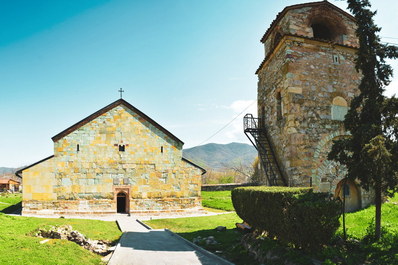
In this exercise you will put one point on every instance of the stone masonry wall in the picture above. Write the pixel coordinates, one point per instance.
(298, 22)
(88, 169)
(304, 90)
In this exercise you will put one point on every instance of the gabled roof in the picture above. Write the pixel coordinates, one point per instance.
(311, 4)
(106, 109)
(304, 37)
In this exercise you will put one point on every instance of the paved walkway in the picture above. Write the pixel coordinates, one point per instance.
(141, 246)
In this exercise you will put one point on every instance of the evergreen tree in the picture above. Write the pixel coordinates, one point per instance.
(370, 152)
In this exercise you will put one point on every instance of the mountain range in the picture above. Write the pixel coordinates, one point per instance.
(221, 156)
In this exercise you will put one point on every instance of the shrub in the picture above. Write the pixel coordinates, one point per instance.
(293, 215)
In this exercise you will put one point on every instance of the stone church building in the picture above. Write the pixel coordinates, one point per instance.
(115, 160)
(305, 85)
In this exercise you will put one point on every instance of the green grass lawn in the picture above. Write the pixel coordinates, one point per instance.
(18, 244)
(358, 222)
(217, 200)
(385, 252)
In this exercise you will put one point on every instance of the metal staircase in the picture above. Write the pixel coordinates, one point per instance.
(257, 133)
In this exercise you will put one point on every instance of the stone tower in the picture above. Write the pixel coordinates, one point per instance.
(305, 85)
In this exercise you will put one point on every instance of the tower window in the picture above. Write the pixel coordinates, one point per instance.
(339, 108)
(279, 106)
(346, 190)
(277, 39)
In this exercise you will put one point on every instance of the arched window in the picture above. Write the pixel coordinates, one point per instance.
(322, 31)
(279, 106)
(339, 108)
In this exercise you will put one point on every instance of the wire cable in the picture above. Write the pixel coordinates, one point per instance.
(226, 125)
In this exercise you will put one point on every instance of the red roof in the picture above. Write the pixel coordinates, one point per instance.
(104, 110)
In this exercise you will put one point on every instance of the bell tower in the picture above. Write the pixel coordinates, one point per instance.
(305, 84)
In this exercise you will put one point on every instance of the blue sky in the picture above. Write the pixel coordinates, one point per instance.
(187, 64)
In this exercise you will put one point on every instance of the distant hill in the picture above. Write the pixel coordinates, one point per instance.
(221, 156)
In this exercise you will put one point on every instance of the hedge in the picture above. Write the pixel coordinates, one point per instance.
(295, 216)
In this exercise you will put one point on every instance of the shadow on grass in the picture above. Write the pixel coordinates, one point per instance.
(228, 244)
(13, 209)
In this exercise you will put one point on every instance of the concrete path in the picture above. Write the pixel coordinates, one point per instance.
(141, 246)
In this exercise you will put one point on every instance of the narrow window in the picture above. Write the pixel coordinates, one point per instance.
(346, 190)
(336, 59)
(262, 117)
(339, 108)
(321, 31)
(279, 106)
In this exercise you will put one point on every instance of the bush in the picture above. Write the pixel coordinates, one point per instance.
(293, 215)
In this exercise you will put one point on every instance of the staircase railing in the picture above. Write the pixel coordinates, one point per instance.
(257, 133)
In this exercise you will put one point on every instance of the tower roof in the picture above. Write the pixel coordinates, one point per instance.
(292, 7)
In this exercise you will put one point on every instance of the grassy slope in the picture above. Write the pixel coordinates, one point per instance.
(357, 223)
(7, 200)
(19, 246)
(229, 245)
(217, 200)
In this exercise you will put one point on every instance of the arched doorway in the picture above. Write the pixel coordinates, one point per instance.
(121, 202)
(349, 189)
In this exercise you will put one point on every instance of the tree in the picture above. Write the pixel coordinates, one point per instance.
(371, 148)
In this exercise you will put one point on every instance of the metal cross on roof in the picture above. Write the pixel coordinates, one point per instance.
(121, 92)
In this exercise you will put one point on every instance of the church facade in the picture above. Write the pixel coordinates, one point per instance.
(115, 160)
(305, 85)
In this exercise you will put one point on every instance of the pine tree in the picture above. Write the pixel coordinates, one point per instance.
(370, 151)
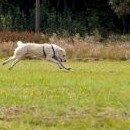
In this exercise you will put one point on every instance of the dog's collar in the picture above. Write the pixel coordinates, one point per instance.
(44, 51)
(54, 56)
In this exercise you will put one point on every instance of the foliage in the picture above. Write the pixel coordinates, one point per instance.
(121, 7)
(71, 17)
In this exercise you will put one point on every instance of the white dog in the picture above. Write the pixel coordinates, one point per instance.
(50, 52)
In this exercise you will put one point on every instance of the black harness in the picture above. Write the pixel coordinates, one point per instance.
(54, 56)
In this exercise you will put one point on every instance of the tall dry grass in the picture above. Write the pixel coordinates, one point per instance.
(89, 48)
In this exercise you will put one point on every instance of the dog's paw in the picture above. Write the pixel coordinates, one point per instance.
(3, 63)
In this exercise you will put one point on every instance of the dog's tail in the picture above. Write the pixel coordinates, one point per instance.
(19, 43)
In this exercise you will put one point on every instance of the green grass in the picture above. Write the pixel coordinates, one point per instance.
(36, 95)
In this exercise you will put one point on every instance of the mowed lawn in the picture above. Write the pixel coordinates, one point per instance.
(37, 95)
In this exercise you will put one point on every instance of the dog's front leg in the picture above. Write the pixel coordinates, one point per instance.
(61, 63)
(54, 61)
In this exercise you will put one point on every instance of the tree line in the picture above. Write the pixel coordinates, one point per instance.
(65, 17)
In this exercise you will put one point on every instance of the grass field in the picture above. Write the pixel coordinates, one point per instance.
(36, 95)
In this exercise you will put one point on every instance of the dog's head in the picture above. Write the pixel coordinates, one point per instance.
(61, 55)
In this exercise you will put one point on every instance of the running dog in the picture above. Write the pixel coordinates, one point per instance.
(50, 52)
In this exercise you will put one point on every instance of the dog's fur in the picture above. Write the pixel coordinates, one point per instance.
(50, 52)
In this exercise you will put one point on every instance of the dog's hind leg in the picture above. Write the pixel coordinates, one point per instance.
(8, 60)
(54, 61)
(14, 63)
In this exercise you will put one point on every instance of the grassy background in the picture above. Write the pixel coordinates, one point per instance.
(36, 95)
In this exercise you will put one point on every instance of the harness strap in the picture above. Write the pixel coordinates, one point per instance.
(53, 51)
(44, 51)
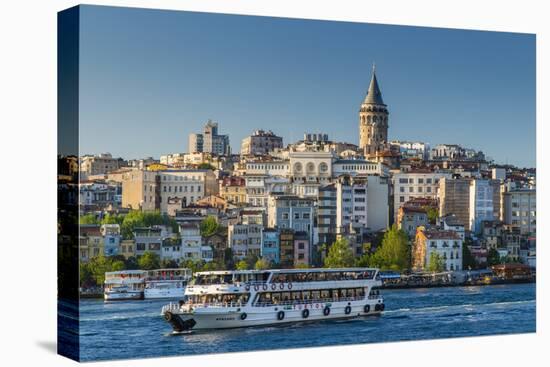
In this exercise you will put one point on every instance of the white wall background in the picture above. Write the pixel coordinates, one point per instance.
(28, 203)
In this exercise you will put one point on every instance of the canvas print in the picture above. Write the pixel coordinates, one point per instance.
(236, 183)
+ + + +
**WHAT IS NEEDED:**
Write out the records once more, word for word, though without the pictures they contain.

**FINAL ANSWER:**
In this exercise you will put one point on every instance of the stone masonry wall in the picture above. Write the pixel coordinates, one point per instance.
(298, 22)
(88, 169)
(304, 90)
In this exercise you will put one point on every instance of the gabled roof in the picture above. Write the pixel coordinates, one point per instance.
(311, 4)
(106, 109)
(304, 37)
In this exercise you will put one point on every instance of the paved walkway in the picture above. Write the pixel coordinates, one point per instance.
(141, 246)
In this exercise you will put one point on every instance of the evergreen tree in the picture above. Write the pixel coordinates, one point per instance.
(370, 152)
In this exercise you will put one point on every instance of the mountain range in the picture above. Write the pixel coordinates, one point per instance.
(221, 156)
In this exercise you will put one point on every instance of the shrub in the picture above. Write the pixel coordinates, one point per instance.
(293, 215)
In this exercise you will put one point on every instance of the stone church building in the picture above. Write the pixel coordinates, one point per instance.
(115, 160)
(305, 85)
In this exercise you will put one point on every instance of the green grass lawn in the picture above. Write the pixel coordinates, one point per instance.
(18, 244)
(358, 222)
(217, 200)
(385, 252)
In this exercise you will put one point on every instance of the metal staircase in the picture above. Write the pixel coordinates, one point per instance.
(257, 133)
In this exercise you will put one point on every instance of the stone tower in the picture above. Write the pixel coordinates, one point per instance.
(305, 85)
In this exercise you will put one point on every instance of the tower window in the picture above. Write the pixel coordinates, one point per instance.
(339, 108)
(279, 106)
(346, 190)
(277, 39)
In this exercise you will put one point on every instance of the arched window in the picture above. Write the pixel coordinates, one point per instance.
(322, 31)
(279, 106)
(339, 108)
In this exercise you will put one point on every instance of the wire cable in the picture above. Write the pixel coordinates, one point per instance.
(226, 125)
In this exercise you will put one point on every instance of the red roof in the picture above. Write the pixel coordinates, one point per instance.
(104, 110)
In this exercise you will put one point on every instance of the bell tower in the picture above. Write the pixel coordinates, one point per instance.
(305, 84)
In this exercise you will put one point on every instance of the blue sky in the picture above. Write the pixel coordinates, one point per instance.
(187, 64)
In this exercise you will put one point on every instance of the distant hill in the picture above. Write the pixel coordinates, one point per instance.
(221, 156)
In this exercise you will put one point on every instance of the hedge in the picture above. Write the pixel coordinates, one point per instance.
(295, 216)
In this exercise you will put one point on every instance of the shadow on grass in the picture above. Write the pixel coordinates, one point per instance.
(228, 244)
(13, 209)
In this exercise you will put one point on every instance of the concrete path in the picture above. Write the pixel coordinates, one point per instance.
(141, 246)
In this exercise you will put one point on every instance of the narrow window in the picture above. Write the pixel coordinates, one point per instance.
(346, 190)
(336, 59)
(262, 117)
(339, 108)
(321, 31)
(279, 106)
In this exercise you will put one point on every instance of the bush in the picture above. Write the pixel coordinates, one point per instance.
(293, 215)
In this exercise you will put one point on every instance of the staircase railing in the picture above. Write the pixel coordinates, one point per instance.
(257, 133)
In this exercise you will put one point on every instance of the tower roof in the picture above. Write the pixel coordinates, one point per instance.
(292, 7)
In this exercise you will put one point on every instance of the grassy slope in the picture above. Write the pixel coordinates, one point per instance.
(357, 223)
(7, 200)
(19, 246)
(229, 245)
(217, 200)
In this exercise you will put one point on every instance of the arched doorway in the picture above. Write the pixel coordinates, one point per instance.
(121, 202)
(349, 189)
In this exercise you will put one point on every instance of the tree in the picture above. Write the pixel coordinates, one point per instance.
(371, 148)
In this exercise you will put one point on every instance of the metal cross on roof in the picture above. Write the pixel coordinates, one point per instance.
(121, 92)
In this exercise you will put one point on every instance of the church facade in the picture above. Write the pixel coordinates, one point per instance.
(115, 160)
(305, 85)
In this exercise you will put one point on every instance of the pine tree in the picture above. Write the pixel coordinates, one point per instance.
(370, 151)
In this exercise you will put one point on every instance of the dog's collar in the picture above. Write the pixel coordinates, one point per instance.
(44, 51)
(54, 56)
In this exercise you will put one point on every instance of the foliage in the picture above. Write the pixel coordinates, one point per instance.
(121, 7)
(71, 17)
In this exercise you will put one point on every instance of the white dog in the picture above. Write the pixel coordinates, one point per instance.
(50, 52)
In this exercise you will put one point on every instance of the black harness in the picture above. Write the pixel coordinates, one point per instance.
(54, 56)
In this exercise you will put one point on every instance of the tall dry grass in the picture above. Write the pixel coordinates, one point per instance.
(89, 48)
In this exercise you will put one point on every instance of the dog's paw in the picture above. Write the pixel coordinates, one point per instance.
(3, 63)
In this exercise you will put one point on every instance of the dog's tail in the picture above. Write the pixel coordinates, one point per instance.
(19, 43)
In this exercise you will put one point on every instance of the green grass in the picture above. Write the pixel coordinates, one point per instance.
(36, 95)
In this exercise you will put one point on every instance of the mowed lawn in the picture above. Write the pixel coordinates, one point per instance.
(37, 95)
In this exercise you will put one point on every instance of the dog's front leg in the picture above. Write the pixel coordinates, one point per instance.
(61, 63)
(54, 61)
In this exercise you will put one point on every instance of the tree line in the picture above. Write the pixel coordinates, one point per instance.
(65, 17)
In this exercise you will put one point on every instance of the grass field in the picture above. Write the pixel coordinates, one point per instance.
(36, 95)
In this exercise you will put one point on every instance of the dog's head in the picture above. Write the pixel coordinates, one point per instance.
(61, 55)
In this exercise you will put one point on every instance of the running dog in the picture above. Write the pixel coordinates, one point per instance.
(50, 52)
In this exercise you will put one point on every instance of the dog's fur in the picture above. Write the pixel coordinates, one point per instance.
(50, 52)
In this exercise you will put one point on every instance of the dog's hind leg in the picture above. Write the pixel coordinates, one point per instance.
(8, 60)
(54, 61)
(14, 63)
In this exercise you will put one point on every instance of the grassy background in the picture above. Write the pixel coordinates, one point per instance.
(36, 95)
In this exercise you will put one point on every instance of the harness strap in the picture above. Write the pixel coordinates, one point per instance.
(53, 51)
(44, 51)
In this exercise you will put one point on every instance of the white wall background in the picture above. Write the pixel coordinates, one point per instance.
(28, 203)
In this exercise you will put one point on every instance of the canvas print in the picture above. Write the pixel coordinates, one point per instance.
(236, 183)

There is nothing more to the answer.